* [Trecho da fonte]:
****

No auge da Guerra Fria, os soviéticos surpreenderam o mundo ocidental, sobretudo os Estados Unidos,
com o lançamento do primeiro satélite artificial, o Sputnik, que marcou o
início da corrida espacial.
No Brasil, o acontecimento histórico foi acompanhado de perto por estudantes do ITA (Instituto Tecnológico de Aeronáutica), em São José dos
Campos (SP). Eles estavam preparados para receber os sinais do Explorer, o primeiro satélite americano,
mas, quando souberam do satélite soviético, adaptaram a estação que tinham e conseguiram receber os sinais do Sputnik.
Também no início da década de
1960, militares brasileiros já trabalhavam no desenvolvimento de foguetes, buscando acompanhar a tendência de criar programas espaciais
próprios que se espalhava por todo o
globo terrestre.
Começamos, portanto, acompanhando de perto os pioneiros.
Na educação à distância, hoje considerada prioridade pelo governo,
houve o projeto Saci (Sistema Avançado de Comunicações Interdisciplinares), implantado no Inpe (Instituto Nacional de Pesquisas Espaciais)
também nos anos 1960-1970.
Ambicioso, visava implantar programas educacionais por TV via satélite por todo o país, erradicar o analfabetismo. Mas, por razões políticas
que não caberiam neste espaço, mal
logrou ser um projeto-piloto em Natal (RN), onde, por alguns meses,
atendeu a algumas centenas de alunos de escolas públicas.
A Índia e o Canadá começaram programas similares na mesma época -e
foram longe. Nós paramos.
A primeira maior decisão política
na área espacial veio com o governo
militar, que buscou parceria da França para desenvolver uma missão espacial completa.
Dezenas de engenheiros foram
treinados no centro de pesquisa espacial francês, mas, em 1979, o governo
decidiu optar por um programa autóctone, que deu origem à Missão Espacial Completa Brasileira. Uma base
de lançamento, foguete e quatro satélites deveriam ser desenvolvidos em
cerca de dez anos.
Passados quase 30 anos, temos
pouco a comemorar sobre esse programa. Foram desenvolvidos e lançados (por foguetes americanos) os dois
primeiros satélites e o veículo lançador ainda está em desenvolvimento.
O lado positivo a lembrar é a formação de pessoas e equipes, mas falta
um projeto governamental de longo
prazo nessa área.
Países como Índia, Israel e China
têm programas espaciais avançados,
pois, além de decisões políticas assertivas, trabalharam desde o início com
outros países, incentivaram e implantaram empresas dedicadas à tecnologia espacial.

****

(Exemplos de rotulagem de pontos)
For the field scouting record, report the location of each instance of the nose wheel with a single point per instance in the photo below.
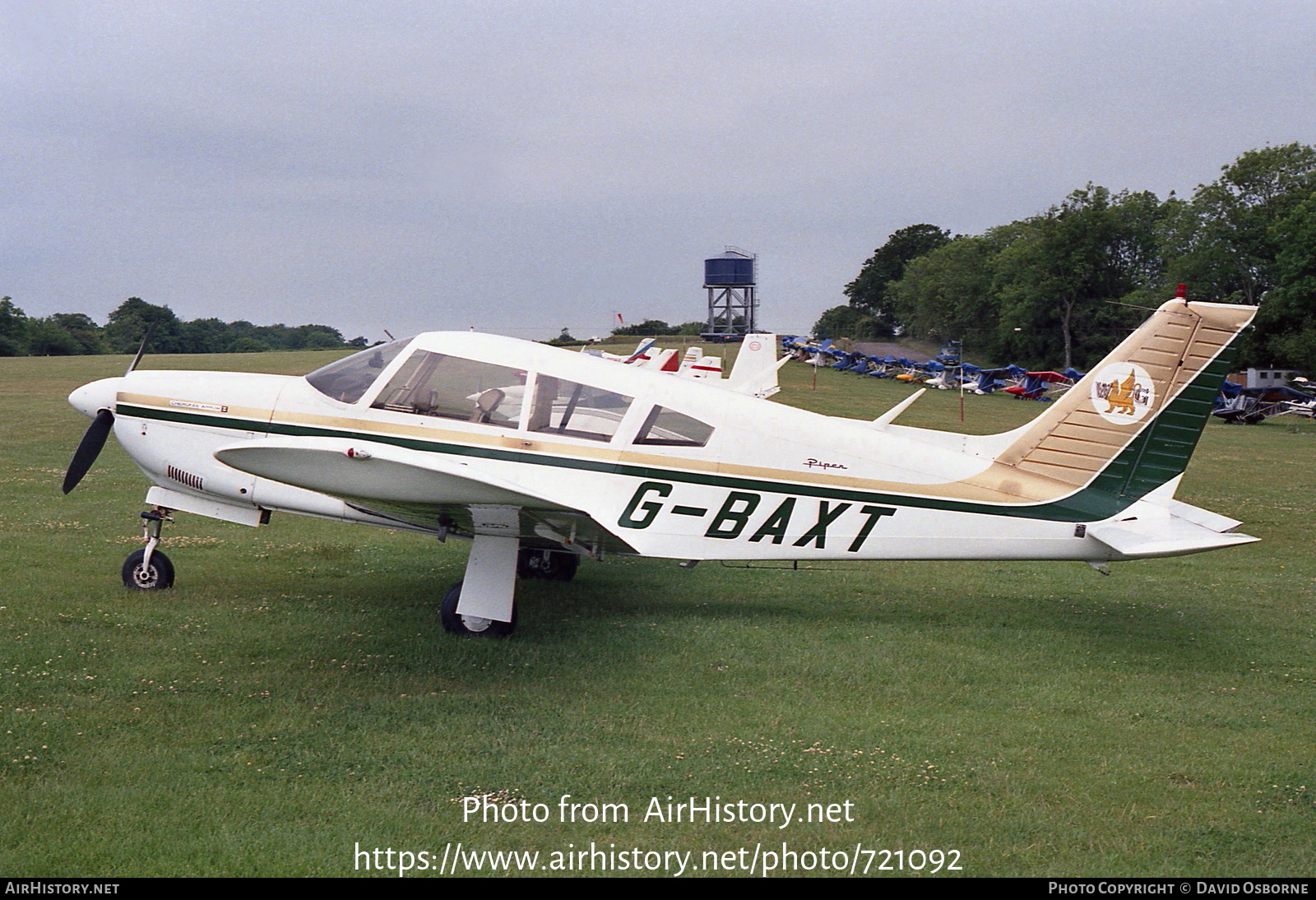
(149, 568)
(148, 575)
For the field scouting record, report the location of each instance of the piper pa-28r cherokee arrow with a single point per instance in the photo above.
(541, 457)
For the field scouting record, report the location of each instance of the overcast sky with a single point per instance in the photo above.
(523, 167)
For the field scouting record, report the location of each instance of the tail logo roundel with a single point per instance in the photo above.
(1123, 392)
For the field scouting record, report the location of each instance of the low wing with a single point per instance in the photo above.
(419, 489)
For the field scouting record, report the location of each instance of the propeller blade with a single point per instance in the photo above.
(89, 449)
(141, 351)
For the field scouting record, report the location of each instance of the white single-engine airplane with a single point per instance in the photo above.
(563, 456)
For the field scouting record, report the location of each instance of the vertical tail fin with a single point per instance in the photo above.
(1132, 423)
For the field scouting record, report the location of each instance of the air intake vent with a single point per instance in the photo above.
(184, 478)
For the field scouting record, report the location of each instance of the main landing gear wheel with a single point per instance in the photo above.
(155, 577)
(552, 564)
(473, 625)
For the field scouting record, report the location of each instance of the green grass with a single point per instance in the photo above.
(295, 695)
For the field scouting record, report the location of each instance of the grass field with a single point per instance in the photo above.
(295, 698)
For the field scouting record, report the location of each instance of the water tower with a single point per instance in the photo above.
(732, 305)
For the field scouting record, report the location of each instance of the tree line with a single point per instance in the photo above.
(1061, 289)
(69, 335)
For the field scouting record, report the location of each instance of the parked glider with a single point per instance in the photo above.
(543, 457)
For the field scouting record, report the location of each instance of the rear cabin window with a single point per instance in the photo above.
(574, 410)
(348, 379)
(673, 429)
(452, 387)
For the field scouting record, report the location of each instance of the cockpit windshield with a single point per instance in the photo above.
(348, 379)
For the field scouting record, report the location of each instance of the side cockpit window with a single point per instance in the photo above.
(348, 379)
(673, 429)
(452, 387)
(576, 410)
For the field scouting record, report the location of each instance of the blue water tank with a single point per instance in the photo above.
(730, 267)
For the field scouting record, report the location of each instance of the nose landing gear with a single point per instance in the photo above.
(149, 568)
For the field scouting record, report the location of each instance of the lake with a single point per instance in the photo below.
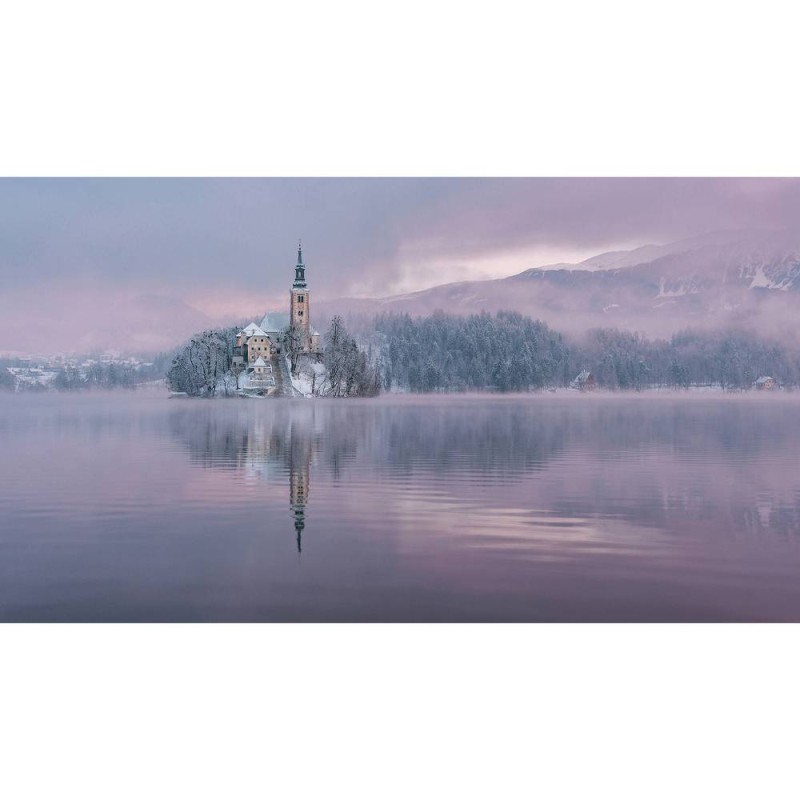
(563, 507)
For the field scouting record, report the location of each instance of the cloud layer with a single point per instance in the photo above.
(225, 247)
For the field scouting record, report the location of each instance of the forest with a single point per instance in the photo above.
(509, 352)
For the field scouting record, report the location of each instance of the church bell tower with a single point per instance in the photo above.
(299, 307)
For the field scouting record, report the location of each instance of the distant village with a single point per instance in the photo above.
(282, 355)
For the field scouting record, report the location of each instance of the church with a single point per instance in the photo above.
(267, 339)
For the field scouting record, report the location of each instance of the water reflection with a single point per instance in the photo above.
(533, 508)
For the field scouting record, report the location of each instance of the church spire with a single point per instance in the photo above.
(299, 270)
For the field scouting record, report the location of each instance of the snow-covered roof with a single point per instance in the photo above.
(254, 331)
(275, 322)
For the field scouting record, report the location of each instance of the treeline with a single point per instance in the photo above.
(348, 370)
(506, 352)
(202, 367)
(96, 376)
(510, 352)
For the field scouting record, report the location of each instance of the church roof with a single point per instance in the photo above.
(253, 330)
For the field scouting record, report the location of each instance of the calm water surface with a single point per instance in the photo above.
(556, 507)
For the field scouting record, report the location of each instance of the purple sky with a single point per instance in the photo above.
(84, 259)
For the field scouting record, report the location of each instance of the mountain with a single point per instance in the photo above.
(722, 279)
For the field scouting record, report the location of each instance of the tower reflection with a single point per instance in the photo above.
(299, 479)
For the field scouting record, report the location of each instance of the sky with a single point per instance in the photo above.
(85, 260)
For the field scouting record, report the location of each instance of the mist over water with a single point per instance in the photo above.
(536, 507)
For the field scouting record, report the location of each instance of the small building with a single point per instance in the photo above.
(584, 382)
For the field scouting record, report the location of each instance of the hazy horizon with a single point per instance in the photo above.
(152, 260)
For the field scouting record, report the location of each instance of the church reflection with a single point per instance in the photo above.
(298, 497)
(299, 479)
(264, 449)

****

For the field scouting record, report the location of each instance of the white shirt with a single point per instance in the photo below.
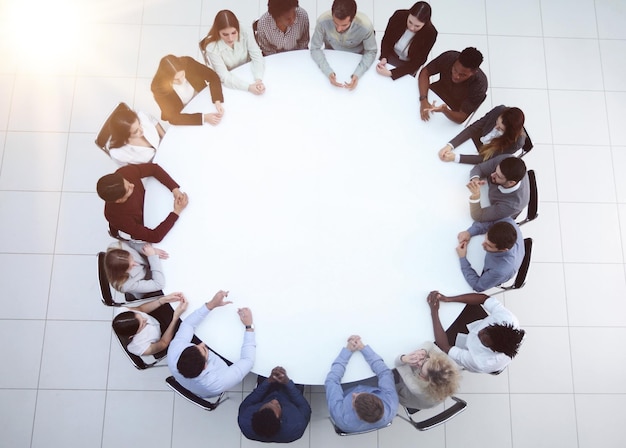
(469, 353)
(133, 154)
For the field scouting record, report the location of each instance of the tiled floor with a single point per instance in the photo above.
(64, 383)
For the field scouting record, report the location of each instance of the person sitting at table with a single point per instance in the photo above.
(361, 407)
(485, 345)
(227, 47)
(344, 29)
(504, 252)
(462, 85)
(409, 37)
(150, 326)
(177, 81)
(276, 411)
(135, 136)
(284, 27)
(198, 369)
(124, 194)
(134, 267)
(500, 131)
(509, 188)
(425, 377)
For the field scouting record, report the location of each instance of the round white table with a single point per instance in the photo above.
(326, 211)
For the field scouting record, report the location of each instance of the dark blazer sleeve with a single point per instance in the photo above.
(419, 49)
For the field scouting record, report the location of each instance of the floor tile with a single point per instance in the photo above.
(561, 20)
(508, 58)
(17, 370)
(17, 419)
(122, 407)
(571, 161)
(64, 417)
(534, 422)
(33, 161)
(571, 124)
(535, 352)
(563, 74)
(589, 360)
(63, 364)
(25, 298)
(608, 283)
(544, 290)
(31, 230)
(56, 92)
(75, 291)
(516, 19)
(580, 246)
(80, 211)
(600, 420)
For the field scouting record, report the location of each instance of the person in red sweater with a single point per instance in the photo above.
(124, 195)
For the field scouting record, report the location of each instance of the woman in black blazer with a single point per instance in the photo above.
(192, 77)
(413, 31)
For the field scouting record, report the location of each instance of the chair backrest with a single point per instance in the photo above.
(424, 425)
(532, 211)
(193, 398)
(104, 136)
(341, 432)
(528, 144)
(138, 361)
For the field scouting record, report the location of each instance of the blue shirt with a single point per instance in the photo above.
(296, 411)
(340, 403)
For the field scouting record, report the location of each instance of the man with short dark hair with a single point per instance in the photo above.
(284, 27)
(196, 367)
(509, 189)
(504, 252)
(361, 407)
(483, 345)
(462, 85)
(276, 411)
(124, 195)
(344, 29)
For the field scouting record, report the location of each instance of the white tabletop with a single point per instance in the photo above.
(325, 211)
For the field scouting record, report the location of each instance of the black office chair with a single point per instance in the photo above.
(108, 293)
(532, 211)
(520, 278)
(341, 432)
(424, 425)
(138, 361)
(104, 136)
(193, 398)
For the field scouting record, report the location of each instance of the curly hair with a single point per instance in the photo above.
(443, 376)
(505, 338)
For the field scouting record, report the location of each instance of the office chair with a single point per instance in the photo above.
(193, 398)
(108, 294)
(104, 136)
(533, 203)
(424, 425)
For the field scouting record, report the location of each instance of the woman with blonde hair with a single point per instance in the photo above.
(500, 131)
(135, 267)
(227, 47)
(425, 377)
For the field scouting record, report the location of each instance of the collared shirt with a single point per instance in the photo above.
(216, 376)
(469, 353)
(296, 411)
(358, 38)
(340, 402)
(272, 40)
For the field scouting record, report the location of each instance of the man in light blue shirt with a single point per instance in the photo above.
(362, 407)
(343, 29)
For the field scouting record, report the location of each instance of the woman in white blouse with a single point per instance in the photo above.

****

* [Enunciado A]:
Segundo o texto sobre o programa espacial brasileiro, em que cidade o projeto Saci chegou a funcionar como projeto-piloto?
* [Enunciado B]:
Dê seguimento ao texto sobre o programa espacial brasileiro, começando logo depois da última frase apresentada.

* [Resposta A]:
Em Natal (RN).

* [Resposta B]:
No Brasil, talvez um único exemplo
de sucesso de parceria na área espacial seja o CBERS (sigla em inglês para Satélite Sino-Brasileiro de Recursos Terrestres). Fruto de um acordo
assinado entre os dois países em julho
de 1988, resultou até o momento no
lançamento de três satélites (o último
em setembro), intercâmbio permanente de pesquisadores e engenheiros, capacitação e envolvimento de
empresas brasileiras no projeto.
Programas espaciais são empreendimentos que exigem políticas públicas e planejamento de longo prazo;
definição clara de metas; orçamentos
compatíveis com os requisitos do desenvolvimento e fabricação de equipamentos espaciais que não são de
larga escala industrial. No entanto,
permitem aos que neles investem um
lugar privilegiado entre os países com
evolução tecnológica avançada.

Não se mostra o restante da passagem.